▸ Do this
Rewrite the records below, putting "rectangular outline" wherever "bounding box" appears and keeping everything else unchanged.

▸ Listed entries
# # # #

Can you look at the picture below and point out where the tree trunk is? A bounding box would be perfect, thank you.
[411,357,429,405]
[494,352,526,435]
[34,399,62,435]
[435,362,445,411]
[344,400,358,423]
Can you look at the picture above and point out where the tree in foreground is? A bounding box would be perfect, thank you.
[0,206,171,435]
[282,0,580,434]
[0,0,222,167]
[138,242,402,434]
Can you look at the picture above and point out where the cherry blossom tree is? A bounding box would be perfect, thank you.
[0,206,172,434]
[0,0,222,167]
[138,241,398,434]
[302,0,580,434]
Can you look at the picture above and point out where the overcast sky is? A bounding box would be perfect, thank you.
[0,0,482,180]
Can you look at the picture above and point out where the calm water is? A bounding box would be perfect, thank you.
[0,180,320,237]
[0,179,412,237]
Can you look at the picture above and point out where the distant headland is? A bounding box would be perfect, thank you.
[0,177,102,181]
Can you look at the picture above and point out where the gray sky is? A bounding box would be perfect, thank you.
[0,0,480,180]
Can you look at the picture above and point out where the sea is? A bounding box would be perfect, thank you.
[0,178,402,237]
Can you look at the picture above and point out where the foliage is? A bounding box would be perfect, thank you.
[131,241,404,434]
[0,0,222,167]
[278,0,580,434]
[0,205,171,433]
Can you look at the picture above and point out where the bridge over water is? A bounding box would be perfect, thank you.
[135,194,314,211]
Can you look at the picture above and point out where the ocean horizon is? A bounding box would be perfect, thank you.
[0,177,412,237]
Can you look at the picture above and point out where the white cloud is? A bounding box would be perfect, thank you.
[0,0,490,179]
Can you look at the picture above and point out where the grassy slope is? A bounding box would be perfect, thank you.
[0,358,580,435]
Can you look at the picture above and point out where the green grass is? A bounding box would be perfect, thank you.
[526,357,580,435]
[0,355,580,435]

# # # #

▸ Response below
Can you look at the picture below and point out where the tree trunk is? A rectangular outline would be perfect, thank you.
[411,357,429,405]
[494,352,526,435]
[34,399,62,435]
[435,362,445,411]
[344,400,358,423]
Can you look at the picture above and point out where the tree in foreground is? A rectangular outline would be perfect, thank you.
[0,206,171,435]
[282,0,580,434]
[0,0,222,167]
[138,242,402,434]
Can you look at the picture above and point out where the cherry blossom tree is? A rectangular outline would be perfect, thank you.
[0,206,172,434]
[0,0,222,167]
[138,241,398,434]
[302,0,580,434]
Can you look at the picture above and point out where the overcast sky is? A rectangular outline would be perfect, thank you.
[0,0,482,180]
Can you look at the picture above and point out where the calm water is? A rectangular outline would be perfect, thank you.
[0,180,320,237]
[0,179,412,237]
Can you look at the picture above and point out where the distant headland is? A rectangular outline would be perfect, thank you.
[0,177,102,181]
Can you look at the picture above and point out where the gray sky is? A rectangular outline would be perfect, thank you.
[0,0,480,180]
Can you look at the picture above and point out where the sea is? A rectangular outline would be perfect, thank you.
[0,178,402,237]
Can you look at the picture above and point out where the foliage is? A rectangular outline would be perfect, thank you.
[131,241,404,434]
[0,0,222,167]
[278,0,580,434]
[0,205,171,433]
Can you look at the picture above and point out where the bridge over water is? A rectangular outline would be perfect, thank you.
[135,194,314,211]
Can you look at the picture above and point out where the ocean horizon is? A rectangular outline would be perfect, thank you.
[0,177,412,237]
Can you look at the picture above and point out where the white cloud is? A rectangular outline would be perfect, thank you.
[0,0,490,179]
Can you look at the picture above and point out where the grassy slope is? A rectangular outline would be perfect, thank you.
[0,358,580,435]
Can you look at the picture above and point out where the green grass is? A rectangular outline would be perfect, thank you.
[526,357,580,435]
[0,355,580,435]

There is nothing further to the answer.